**Available records**:
<<<<

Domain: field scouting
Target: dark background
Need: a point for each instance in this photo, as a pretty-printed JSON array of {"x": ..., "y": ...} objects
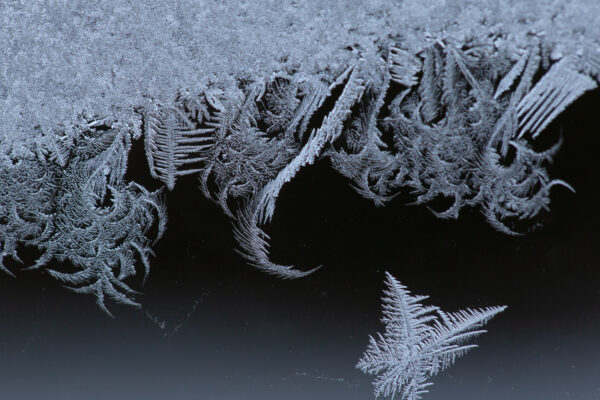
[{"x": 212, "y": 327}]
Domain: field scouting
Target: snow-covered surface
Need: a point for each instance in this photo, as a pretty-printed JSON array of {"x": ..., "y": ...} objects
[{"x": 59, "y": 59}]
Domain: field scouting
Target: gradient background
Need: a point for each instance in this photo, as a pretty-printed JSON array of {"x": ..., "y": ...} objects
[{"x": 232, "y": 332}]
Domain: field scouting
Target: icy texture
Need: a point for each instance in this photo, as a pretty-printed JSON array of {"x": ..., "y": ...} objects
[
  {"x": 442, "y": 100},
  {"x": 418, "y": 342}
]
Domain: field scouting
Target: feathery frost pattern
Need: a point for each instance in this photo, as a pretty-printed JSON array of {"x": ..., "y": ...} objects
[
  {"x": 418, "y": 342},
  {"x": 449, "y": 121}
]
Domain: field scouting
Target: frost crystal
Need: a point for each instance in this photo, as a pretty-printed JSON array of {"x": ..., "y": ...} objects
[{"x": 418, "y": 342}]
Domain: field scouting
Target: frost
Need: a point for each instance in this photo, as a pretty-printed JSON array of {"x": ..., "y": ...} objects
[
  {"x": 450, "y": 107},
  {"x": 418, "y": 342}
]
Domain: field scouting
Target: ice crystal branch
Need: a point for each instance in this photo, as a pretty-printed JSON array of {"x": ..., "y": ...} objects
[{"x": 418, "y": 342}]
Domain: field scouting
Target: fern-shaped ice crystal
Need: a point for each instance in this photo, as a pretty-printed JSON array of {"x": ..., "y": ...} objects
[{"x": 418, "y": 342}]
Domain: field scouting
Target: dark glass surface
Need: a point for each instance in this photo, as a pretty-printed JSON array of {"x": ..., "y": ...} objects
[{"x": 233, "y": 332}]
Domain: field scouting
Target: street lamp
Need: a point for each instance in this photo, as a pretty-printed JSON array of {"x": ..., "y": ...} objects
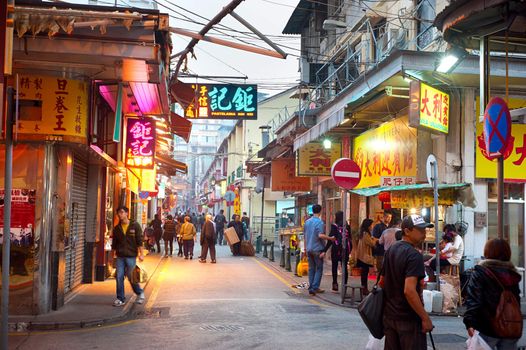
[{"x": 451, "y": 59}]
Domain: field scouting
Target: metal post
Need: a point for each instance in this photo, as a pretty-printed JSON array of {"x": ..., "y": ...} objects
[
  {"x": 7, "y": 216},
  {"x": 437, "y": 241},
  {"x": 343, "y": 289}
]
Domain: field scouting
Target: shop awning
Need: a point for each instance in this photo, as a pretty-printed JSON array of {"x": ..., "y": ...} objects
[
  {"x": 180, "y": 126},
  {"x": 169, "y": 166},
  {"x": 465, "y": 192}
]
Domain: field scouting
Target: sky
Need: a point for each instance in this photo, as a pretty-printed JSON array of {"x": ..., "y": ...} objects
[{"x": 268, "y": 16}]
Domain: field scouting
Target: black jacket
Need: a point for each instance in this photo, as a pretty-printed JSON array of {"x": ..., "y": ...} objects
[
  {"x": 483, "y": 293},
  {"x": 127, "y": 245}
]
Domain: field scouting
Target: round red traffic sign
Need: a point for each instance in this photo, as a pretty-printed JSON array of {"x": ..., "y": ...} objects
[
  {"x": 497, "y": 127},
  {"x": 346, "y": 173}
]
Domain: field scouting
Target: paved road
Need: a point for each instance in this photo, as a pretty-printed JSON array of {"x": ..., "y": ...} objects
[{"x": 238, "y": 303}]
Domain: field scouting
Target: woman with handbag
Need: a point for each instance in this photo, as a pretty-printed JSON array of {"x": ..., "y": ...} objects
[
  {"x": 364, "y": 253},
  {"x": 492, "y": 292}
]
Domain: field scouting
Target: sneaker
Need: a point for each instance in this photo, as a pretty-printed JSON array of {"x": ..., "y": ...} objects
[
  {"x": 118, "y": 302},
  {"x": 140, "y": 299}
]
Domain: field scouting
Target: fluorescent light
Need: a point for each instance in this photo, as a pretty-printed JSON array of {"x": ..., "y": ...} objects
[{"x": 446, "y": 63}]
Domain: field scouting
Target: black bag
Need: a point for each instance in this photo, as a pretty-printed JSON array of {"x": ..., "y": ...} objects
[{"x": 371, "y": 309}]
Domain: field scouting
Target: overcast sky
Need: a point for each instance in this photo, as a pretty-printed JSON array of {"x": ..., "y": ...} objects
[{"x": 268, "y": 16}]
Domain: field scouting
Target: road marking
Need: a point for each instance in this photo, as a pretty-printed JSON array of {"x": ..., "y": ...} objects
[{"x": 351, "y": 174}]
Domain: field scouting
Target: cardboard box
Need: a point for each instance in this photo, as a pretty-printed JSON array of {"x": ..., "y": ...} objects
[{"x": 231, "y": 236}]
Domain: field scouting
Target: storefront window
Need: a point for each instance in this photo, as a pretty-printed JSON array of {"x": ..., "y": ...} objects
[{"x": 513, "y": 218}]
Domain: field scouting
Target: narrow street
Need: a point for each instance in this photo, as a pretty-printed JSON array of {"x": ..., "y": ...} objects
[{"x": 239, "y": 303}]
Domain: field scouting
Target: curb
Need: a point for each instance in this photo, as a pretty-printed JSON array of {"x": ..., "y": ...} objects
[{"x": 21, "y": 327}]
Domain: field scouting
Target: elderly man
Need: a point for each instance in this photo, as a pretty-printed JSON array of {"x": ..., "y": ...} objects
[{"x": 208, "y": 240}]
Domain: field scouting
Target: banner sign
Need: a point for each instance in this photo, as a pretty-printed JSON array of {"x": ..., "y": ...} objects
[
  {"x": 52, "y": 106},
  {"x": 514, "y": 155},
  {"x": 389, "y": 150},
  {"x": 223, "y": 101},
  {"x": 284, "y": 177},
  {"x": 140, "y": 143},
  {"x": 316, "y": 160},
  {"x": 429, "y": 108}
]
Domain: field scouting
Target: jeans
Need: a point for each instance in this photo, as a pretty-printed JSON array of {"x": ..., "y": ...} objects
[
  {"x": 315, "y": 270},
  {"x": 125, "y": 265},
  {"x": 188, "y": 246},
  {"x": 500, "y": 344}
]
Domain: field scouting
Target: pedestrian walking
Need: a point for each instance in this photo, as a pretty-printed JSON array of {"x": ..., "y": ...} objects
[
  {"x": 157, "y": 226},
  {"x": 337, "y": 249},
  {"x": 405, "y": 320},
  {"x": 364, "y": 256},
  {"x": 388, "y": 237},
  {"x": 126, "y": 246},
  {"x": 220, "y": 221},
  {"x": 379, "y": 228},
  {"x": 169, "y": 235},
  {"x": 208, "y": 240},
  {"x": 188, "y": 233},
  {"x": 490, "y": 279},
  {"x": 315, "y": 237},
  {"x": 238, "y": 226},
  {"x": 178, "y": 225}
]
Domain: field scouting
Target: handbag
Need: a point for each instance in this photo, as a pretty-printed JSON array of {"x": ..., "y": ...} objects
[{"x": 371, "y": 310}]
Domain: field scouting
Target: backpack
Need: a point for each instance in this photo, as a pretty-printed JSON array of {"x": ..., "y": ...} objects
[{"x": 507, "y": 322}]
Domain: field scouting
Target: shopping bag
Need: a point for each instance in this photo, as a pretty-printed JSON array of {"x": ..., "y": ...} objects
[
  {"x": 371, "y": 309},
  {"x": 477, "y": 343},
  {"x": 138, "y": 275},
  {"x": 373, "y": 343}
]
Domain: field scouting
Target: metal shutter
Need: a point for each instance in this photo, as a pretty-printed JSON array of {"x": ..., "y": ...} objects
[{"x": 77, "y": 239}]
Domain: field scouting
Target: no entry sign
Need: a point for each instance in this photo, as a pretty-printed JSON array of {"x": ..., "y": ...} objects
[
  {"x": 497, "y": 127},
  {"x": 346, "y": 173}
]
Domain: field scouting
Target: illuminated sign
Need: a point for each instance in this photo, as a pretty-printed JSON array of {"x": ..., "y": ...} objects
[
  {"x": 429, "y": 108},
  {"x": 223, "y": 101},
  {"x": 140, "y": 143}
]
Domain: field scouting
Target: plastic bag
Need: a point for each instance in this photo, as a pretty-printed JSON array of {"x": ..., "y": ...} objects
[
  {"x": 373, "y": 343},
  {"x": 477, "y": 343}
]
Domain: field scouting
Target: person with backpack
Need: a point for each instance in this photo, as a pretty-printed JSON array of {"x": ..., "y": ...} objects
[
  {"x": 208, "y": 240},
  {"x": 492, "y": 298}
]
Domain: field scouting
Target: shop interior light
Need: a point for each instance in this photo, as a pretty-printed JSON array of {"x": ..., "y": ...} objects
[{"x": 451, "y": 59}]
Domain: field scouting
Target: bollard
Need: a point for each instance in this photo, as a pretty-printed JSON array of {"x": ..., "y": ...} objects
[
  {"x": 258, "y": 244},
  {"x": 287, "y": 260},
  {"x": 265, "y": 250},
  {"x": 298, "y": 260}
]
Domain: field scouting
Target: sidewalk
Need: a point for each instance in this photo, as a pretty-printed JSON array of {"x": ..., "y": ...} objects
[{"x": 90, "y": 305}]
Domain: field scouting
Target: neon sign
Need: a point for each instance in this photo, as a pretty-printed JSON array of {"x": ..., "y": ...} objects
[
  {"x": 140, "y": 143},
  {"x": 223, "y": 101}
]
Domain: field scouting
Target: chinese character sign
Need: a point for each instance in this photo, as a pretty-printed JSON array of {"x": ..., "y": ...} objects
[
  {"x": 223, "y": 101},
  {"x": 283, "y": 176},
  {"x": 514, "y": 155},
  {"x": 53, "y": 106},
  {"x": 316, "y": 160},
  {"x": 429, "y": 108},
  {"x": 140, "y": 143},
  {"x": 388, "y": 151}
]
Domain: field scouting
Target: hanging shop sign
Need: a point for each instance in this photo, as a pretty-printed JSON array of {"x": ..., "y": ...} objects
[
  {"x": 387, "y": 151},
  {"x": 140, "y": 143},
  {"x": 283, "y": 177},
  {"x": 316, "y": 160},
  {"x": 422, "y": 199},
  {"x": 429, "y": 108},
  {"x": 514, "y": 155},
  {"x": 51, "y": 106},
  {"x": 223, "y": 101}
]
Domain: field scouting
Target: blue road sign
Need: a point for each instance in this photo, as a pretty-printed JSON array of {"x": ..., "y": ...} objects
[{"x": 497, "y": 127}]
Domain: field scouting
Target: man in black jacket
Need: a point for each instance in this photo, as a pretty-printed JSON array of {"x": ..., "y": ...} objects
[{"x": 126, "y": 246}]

>>>>
<<<<

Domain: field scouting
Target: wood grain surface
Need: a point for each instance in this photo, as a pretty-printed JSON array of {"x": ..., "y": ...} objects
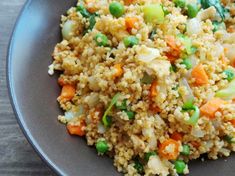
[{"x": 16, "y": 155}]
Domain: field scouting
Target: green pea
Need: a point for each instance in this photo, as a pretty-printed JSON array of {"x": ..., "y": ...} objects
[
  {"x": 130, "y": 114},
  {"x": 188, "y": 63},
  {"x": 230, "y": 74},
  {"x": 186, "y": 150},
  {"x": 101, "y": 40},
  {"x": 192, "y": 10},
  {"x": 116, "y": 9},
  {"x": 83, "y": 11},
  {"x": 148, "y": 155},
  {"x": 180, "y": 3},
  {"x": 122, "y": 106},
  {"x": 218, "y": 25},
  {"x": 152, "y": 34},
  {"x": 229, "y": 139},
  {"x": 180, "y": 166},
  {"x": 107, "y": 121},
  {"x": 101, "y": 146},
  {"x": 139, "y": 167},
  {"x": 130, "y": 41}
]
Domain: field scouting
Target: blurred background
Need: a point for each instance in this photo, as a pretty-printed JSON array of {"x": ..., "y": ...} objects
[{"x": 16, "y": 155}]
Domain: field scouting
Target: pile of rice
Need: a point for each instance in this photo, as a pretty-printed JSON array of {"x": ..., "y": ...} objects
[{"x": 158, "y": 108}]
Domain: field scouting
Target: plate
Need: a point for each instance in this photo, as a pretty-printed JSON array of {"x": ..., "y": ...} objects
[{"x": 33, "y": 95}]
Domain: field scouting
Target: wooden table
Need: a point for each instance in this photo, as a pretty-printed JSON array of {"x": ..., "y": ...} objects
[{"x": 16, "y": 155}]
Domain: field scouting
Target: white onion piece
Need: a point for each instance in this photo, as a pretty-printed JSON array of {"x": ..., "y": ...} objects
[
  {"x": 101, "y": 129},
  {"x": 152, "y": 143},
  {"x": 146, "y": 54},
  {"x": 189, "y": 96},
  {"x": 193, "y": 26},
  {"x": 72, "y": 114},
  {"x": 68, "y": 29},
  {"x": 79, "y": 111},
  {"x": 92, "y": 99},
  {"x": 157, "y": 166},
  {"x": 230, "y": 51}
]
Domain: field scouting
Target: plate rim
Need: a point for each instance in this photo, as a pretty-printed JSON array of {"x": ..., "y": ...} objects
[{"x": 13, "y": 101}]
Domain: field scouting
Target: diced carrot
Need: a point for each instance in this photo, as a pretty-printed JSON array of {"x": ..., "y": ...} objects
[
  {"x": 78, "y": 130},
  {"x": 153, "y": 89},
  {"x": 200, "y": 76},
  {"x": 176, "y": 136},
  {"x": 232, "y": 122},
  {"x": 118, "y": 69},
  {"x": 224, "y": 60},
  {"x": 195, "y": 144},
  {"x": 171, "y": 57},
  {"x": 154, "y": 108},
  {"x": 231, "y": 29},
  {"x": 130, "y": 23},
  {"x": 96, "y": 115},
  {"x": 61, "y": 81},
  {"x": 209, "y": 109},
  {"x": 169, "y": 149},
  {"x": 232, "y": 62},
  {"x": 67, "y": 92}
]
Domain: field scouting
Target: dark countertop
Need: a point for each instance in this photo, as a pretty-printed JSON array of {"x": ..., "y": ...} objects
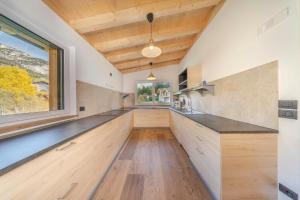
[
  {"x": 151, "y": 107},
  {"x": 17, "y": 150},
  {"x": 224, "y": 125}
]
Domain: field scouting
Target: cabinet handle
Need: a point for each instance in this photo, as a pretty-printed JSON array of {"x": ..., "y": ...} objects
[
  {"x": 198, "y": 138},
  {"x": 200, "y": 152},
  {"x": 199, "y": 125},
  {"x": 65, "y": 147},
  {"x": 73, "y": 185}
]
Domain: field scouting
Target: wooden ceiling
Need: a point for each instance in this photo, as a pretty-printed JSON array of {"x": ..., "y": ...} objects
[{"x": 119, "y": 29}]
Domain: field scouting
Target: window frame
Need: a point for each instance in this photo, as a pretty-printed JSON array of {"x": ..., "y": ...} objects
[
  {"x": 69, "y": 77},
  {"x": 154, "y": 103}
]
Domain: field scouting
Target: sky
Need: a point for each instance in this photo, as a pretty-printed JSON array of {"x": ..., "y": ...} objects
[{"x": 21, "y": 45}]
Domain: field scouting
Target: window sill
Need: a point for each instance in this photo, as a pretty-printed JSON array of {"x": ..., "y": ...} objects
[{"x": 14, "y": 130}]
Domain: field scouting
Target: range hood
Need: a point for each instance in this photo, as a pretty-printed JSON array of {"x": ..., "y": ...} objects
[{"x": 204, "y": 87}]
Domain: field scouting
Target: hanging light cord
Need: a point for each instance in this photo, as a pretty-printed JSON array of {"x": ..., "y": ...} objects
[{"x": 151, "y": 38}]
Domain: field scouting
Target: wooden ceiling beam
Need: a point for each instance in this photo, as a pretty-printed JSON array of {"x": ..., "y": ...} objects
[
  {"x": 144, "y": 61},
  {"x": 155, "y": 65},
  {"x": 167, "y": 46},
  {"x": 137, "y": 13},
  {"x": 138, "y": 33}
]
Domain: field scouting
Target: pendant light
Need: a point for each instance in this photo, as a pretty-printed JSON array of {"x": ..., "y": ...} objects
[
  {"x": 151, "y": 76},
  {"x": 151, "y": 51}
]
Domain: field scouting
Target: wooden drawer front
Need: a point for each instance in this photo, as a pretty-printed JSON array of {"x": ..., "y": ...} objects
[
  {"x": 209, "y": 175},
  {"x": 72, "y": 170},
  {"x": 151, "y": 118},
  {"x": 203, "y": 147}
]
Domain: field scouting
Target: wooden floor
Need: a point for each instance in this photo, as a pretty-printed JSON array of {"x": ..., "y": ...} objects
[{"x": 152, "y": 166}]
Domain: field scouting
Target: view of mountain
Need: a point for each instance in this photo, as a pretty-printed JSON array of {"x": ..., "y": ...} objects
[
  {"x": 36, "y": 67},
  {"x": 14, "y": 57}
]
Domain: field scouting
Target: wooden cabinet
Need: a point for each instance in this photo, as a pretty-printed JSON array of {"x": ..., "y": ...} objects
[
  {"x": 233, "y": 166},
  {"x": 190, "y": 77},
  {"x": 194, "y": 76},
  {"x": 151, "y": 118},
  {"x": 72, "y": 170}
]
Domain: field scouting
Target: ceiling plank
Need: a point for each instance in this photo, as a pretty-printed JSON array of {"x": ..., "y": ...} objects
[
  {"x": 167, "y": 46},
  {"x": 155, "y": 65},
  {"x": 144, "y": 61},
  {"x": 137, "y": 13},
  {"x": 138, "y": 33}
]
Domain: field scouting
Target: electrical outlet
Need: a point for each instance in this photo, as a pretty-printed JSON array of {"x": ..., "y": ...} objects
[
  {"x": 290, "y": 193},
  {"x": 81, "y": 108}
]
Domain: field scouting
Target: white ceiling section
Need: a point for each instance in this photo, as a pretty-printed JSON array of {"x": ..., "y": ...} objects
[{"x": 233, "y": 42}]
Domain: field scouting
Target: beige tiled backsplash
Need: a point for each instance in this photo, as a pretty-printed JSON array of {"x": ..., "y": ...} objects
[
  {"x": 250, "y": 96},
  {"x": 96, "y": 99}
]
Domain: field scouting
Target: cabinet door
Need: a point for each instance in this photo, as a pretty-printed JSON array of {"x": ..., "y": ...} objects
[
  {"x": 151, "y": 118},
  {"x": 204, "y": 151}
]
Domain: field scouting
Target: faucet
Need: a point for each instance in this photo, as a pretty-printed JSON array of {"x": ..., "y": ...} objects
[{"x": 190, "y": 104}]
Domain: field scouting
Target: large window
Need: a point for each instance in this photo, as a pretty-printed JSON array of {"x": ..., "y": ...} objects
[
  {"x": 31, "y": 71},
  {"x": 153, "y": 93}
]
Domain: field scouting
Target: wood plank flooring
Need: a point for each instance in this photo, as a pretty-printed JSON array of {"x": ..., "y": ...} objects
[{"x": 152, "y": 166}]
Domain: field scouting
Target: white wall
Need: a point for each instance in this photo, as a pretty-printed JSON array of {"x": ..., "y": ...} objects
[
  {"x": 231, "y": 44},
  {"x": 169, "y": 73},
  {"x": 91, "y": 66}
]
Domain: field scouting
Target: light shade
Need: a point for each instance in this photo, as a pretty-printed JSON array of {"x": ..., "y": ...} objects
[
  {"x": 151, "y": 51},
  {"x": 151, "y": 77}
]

>>>>

**Task to carry out**:
Copy all lines from the listing that contain "sign".

**Response to this exercise**:
Target: round red traffic sign
Target: banner sign
Target: no entry sign
Target: illuminated sign
Target: neon sign
Target: chinese character sign
Target: hanging shop sign
Target: blue road sign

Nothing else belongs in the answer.